**The problem**.
Please change "matching instance" to "matching object" everywhere in the rows below, and reproduce the lines with no other edits.

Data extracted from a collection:
⁂

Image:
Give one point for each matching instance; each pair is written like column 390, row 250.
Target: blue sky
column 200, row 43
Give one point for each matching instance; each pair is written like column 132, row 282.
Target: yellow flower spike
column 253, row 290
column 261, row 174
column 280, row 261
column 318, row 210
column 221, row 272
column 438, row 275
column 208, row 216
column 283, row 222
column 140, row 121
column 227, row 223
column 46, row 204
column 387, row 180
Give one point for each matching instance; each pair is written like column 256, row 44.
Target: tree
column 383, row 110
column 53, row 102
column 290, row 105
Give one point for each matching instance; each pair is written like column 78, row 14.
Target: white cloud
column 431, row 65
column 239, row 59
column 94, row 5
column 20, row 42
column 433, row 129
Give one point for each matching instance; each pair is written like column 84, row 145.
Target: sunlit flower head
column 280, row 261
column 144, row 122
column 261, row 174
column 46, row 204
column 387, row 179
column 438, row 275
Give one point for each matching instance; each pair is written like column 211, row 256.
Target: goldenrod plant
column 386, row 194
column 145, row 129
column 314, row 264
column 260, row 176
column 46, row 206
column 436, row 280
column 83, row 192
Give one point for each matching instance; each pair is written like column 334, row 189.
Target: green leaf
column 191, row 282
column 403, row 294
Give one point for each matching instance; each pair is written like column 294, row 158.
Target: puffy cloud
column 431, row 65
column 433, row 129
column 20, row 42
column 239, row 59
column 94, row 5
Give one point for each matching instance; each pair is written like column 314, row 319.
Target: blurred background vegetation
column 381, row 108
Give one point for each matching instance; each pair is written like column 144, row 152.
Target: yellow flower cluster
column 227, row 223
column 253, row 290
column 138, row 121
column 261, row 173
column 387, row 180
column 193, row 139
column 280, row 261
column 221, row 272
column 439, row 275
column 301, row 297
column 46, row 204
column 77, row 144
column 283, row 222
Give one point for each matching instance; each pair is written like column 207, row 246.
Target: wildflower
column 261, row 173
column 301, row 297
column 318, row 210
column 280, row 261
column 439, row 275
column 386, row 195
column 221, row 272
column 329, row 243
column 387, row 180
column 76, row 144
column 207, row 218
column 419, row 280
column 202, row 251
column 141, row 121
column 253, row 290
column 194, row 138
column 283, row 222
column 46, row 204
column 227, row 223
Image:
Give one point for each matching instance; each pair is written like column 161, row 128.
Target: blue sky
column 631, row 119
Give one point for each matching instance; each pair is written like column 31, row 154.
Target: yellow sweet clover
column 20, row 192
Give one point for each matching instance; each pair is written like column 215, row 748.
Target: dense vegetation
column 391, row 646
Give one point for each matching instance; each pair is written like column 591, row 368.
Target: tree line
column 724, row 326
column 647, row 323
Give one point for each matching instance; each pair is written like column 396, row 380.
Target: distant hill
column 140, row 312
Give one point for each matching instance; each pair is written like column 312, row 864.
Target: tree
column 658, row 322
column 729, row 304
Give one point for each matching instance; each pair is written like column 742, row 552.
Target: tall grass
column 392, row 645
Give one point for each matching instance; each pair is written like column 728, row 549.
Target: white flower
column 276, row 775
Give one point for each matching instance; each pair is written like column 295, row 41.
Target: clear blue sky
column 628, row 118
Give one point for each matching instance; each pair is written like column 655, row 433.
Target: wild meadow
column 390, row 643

⁂

**Worked answer**.
Image:
Give one point for each matching object; each pair is written like column 390, row 250.
Target: blue sky
column 200, row 43
Give one point for each matching object; each pair is written like column 132, row 282.
Target: yellow flower spike
column 253, row 290
column 261, row 174
column 280, row 261
column 318, row 210
column 221, row 272
column 438, row 275
column 208, row 216
column 283, row 222
column 140, row 121
column 227, row 223
column 46, row 204
column 387, row 180
Give one point for each matching object; each pair is written like column 256, row 44.
Target: tree
column 383, row 110
column 53, row 102
column 290, row 105
Give one point for each matching object; each pair is written like column 78, row 14.
Target: white cloud
column 431, row 65
column 239, row 59
column 94, row 5
column 20, row 42
column 433, row 129
Give one point for each matching object; each pair is written like column 84, row 145.
Target: sunlit flower head
column 280, row 261
column 144, row 122
column 261, row 174
column 46, row 204
column 387, row 179
column 438, row 275
Give one point for each matching object; each pair is written like column 211, row 256.
Target: goldenrod plant
column 386, row 194
column 145, row 129
column 314, row 264
column 260, row 176
column 46, row 206
column 436, row 280
column 83, row 192
Give one point for each matching object; each pair is written like column 334, row 189.
Target: green leaf
column 191, row 282
column 403, row 294
Give one point for each matching object; each pair is written like column 294, row 158.
Target: puffy cloud
column 431, row 65
column 433, row 129
column 20, row 42
column 239, row 59
column 94, row 5
Give one point for each matching object; each pair is written like column 314, row 319.
Target: blurred background vegetation
column 381, row 108
Give one point for each matching object; each pair is written like column 144, row 152.
Target: yellow flower cluster
column 227, row 223
column 253, row 290
column 138, row 121
column 261, row 173
column 387, row 180
column 193, row 139
column 280, row 261
column 221, row 272
column 439, row 275
column 301, row 297
column 46, row 204
column 77, row 144
column 283, row 222
Give one point for each matching object; each pair is written like column 207, row 246.
Target: wildflower
column 261, row 173
column 301, row 297
column 318, row 210
column 280, row 261
column 439, row 275
column 386, row 195
column 221, row 272
column 329, row 243
column 387, row 180
column 76, row 144
column 207, row 218
column 419, row 280
column 202, row 251
column 141, row 121
column 253, row 290
column 194, row 138
column 283, row 222
column 46, row 204
column 227, row 223
Image:
Give one point for each matching object; each pair is written like column 161, row 128.
Target: blue sky
column 631, row 119
Give one point for each matching object; each pair is written like column 31, row 154.
Target: yellow sweet clover
column 20, row 192
Give one point for each matching object; each pair is written like column 215, row 748.
Target: dense vegetation
column 391, row 646
Give one point for each matching object; each pair is written like column 591, row 368.
Target: tree line
column 724, row 326
column 647, row 323
Give one point for each matching object; each pair is written like column 396, row 380.
Target: distant hill
column 140, row 312
Give one point for each matching object; each pair is written like column 312, row 864.
Target: tree
column 658, row 322
column 729, row 304
Give one point for each matching object; each pair is written like column 742, row 552.
Target: tall grass
column 392, row 645
Give one point for each matching object; each pair is written like column 728, row 549.
Target: white flower
column 276, row 775
Give one point for each matching object; each pair is written like column 295, row 41.
Target: clear blue sky
column 628, row 118
Give one point for each matching object; each pair is written like column 655, row 433.
Target: wild meadow
column 390, row 643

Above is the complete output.